◆ Exercise requirements:
- A) In the cycling diary, could you rewrite the passage that opens with the words "05:30 pre-dawn departure." and closes with "rebuilding your differential.", replacing "trucks" with "lorries"?
- B) How would this sentence from the cycling diary read in Spanish: "The nearest big town was Hubli, a dog-leg to the north and 55km away."

◆ Document extract:
○ ○ ○ ○ ○ ○ ○

It wasn't actually meant to happen, I'd left Hampi early and arrived at my destination Laksmeshwar, at around 3 pm with 133km on the clock and the mercury up around 37deg. Laksmeshwar, a small  agricultural market town, was a real dump with one seedy deserted hotel.......literally deserted. Who-ever was running the place had disappeared..........and I don't blame him. I'd acquired a limpet-like tout, working for his commission, who was trying to contact the owner on his phone. I gave them 5 minutes more to find the owner and then I was off. I found a cold drinks shop and over a couple of fruit lassi's considered my options. The nearest big town was Hubli, a dog-leg to the north and 55km away. I would arrive in the dark but no matter.......time to bite the bullet.


This part of Karnataka is not that inspiring to ride, one of the reasons for the big ride...........just get through it!

05:30 pre-dawn departure. Note the lady of the house was already up and had decorated her doorstep.


On the highway out of Hospete. Another road-side repair. I'd noticed these small tyres hanging from the back of trucks (as you do when you've spent hours cycling behind them) and wondered what they were for. A cushion of course, for when you are sat rebuilding your differential.


Small-townsville Karnaataka. That's an interesting fort on top of that lump of rock but I'll give it a miss today. I guess it must be about 9am as the little guy with the big bag is on his way to school. Ha! Just checked the photo data 08:46:47...........I've been pedalling for 3 hours.

○ ○ ○ ○ ○ ○ ○

◆ Information given:
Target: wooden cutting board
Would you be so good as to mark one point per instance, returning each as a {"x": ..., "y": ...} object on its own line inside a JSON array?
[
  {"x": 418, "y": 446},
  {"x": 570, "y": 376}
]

○ ○ ○ ○ ○ ○ ○

◆ Solved tasks:
- A)
05:30 pre-dawn departure. Note the lady of the house was already up and had decorated her doorstep.


On the highway out of Hospete. Another road-side repair. I'd noticed these small tyres hanging from the back of lorries (as you do when you've spent hours cycling behind them) and wondered what they were for. A cushion of course, for when you are sat rebuilding your differential.

- B) La ciudad grande más cercana era Hubli, con un desvío hacia el norte y a 55 km de distancia.